### Arbeitsauftrag A
Beantworte anhand des Textes über Bluttransfusionen die folgenden Fragen:
(i) Welcher Anteil der Bevölkerung in Deutschland spendet regelmäßig Blut?
(ii) An welcher Hochschule arbeitet das Forscherteam?
(iii) In welcher Fachzeitschrift ist die Studie erschienen?
### Arbeitsauftrag B
Nenne alle Situationen, in denen laut dem Text über Bluttransfusionen eine Transfusion mit Spenderblut für viele Menschen die einzige Überlebenschance ist.
### Arbeitsauftrag C
Führe den Text über Bluttransfusionen im Anschluss an seinen letzten Satz fort.

### Dokumenttext
In Deutschland sind Blutkonserven Mangelware. Nur etwa drei Prozent der Bevölkerung spendet regelmäßig Blut – dabei werden laut Deutschem Roten Kreuz täglich etwa 14.000 Blutspenden benötigt. Bis heute gibt es noch kein künstlich hergestelltes Ersatzprodukt für Blut. Daher ist nach Unfällen, in der Krebstherapie, bei Operationen oder Immunkrankheiten, eine Bluttransfusion durch Spenderblut für viele Menschen die einzige Überlebenschance. Wichtig ist: Die Blutgruppen müssen dabei kompatibel sein, sonst kann das Blut verklumpen – mit lebensbedrohlichen Konsequenzen.
Ein internationales Forscherteam der South China University of Technology hat es nun geschafft, dieses Problem zu umgehen. Die Forschenden veränderten die Oberfläche von gespendeten roten Blutkörperchen (Erythrozyten) im Labor und erzeugten dadurch eine Art Universalblut. Dieses konnte anschließend unabhängig von der Blutgruppe verwendet werden. Darüber hinaus ermöglichte das Verfahren sogar eine Blutspende zwischen Menschen und Tieren. Das neue Verfahren könnte Bluttransfusionen zukünftig "revolutionieren", schlussfolgert Wei Zhu, Leiter der Studie, die kürzlich in der Fachzeitschrift "PNAS" veröffentlicht wurde.

### Bereitgestellte Daten
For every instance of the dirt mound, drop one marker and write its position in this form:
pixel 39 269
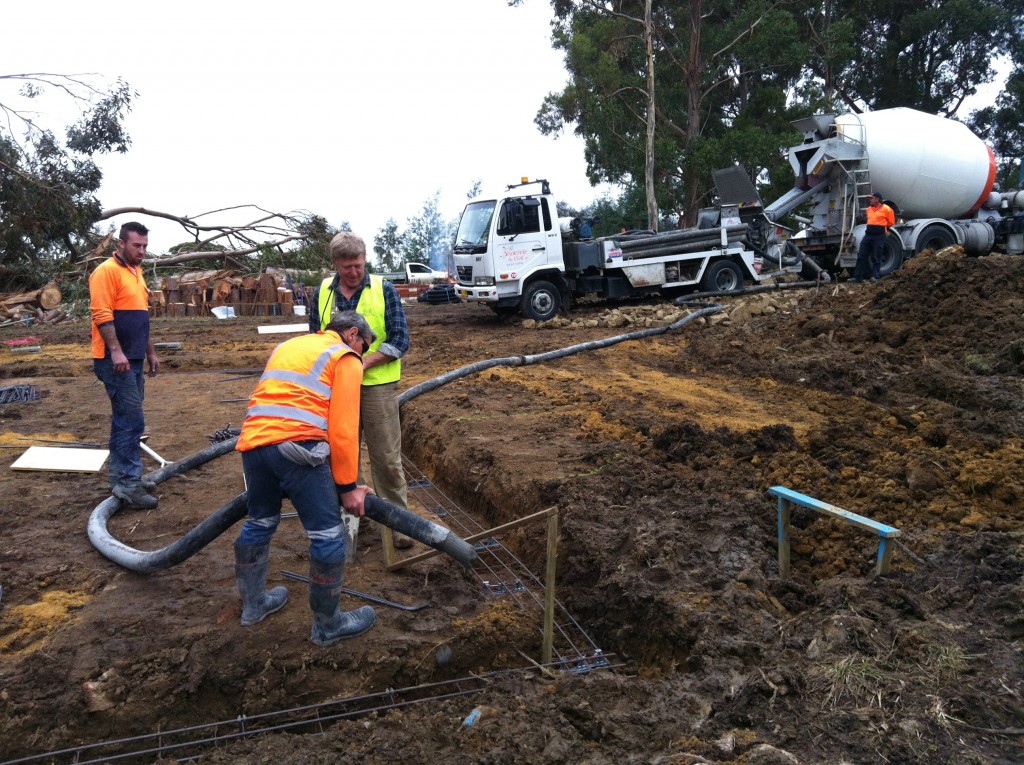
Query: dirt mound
pixel 901 401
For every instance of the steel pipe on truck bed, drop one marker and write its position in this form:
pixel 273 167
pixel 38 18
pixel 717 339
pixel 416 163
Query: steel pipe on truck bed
pixel 682 248
pixel 643 242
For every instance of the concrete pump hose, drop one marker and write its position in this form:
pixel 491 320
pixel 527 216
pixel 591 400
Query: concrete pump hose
pixel 428 385
pixel 193 542
pixel 402 521
pixel 428 533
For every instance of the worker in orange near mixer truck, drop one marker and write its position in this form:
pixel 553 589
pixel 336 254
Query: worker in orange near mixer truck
pixel 880 219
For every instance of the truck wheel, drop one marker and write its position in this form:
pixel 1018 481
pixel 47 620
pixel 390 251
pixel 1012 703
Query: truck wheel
pixel 892 255
pixel 934 237
pixel 541 301
pixel 722 275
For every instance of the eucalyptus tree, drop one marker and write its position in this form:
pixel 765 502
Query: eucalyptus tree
pixel 48 182
pixel 665 92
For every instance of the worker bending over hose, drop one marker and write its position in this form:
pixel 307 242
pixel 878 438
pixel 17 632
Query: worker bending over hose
pixel 300 440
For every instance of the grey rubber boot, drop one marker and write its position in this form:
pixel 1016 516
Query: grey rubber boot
pixel 251 562
pixel 330 623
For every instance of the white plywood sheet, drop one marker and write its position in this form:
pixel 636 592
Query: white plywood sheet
pixel 282 328
pixel 60 459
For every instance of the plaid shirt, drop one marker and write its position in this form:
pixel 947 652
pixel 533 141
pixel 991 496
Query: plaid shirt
pixel 394 315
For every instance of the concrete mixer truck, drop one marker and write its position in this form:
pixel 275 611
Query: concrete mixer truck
pixel 511 253
pixel 935 173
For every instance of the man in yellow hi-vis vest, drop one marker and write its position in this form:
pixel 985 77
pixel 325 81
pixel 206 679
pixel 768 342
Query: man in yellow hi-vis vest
pixel 353 289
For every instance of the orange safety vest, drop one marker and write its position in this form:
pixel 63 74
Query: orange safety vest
pixel 882 215
pixel 118 293
pixel 309 391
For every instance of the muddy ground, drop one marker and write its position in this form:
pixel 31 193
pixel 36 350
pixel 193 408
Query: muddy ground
pixel 902 401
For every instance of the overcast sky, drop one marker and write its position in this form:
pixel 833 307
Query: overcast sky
pixel 355 111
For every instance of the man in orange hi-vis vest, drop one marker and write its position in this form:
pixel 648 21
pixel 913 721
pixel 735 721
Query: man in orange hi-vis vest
pixel 300 439
pixel 880 219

### Antwort A
(i) Etwa drei Prozent.
(ii) An der South China University of Technology.
(iii) In der Fachzeitschrift "PNAS".

### Antwort B
- nach Unfällen
- in der Krebstherapie
- bei Operationen
- bei Immunkrankheiten

### Antwort C
Antigene bestimmen die Blutgruppe
Rote Blutkörperchen tragen auf ihrer Oberfläche Zucker und Proteine, welche als "Antigene" wirken. Es gibt vier Hauptblutgruppen: Blutgruppe A besitzt Antigen A, Blutgruppe B das Antigen B; sind beide Antigene vorhanden, spricht man von Blutgruppe AB, befinden sich keine Antigene auf den Zellen handelt es sich um Blutgruppe 0. Zusätzlich gibt es den Rhesusfaktor: Er wird als positiv oder negativ angegeben, je nachdem ob das Rhesus-D-Antigen vorkommt. Durch eine falsche Kombination der Antigene, beispielsweise durch ungeeignetes Spenderblut, kommt es zu einer Abwehrreaktion des Immunsystems - das Blut verklumpt und verstopft Blutgefäße. In der Folge kann es zu Herzinfarkten oder Schlaganfällen kommen.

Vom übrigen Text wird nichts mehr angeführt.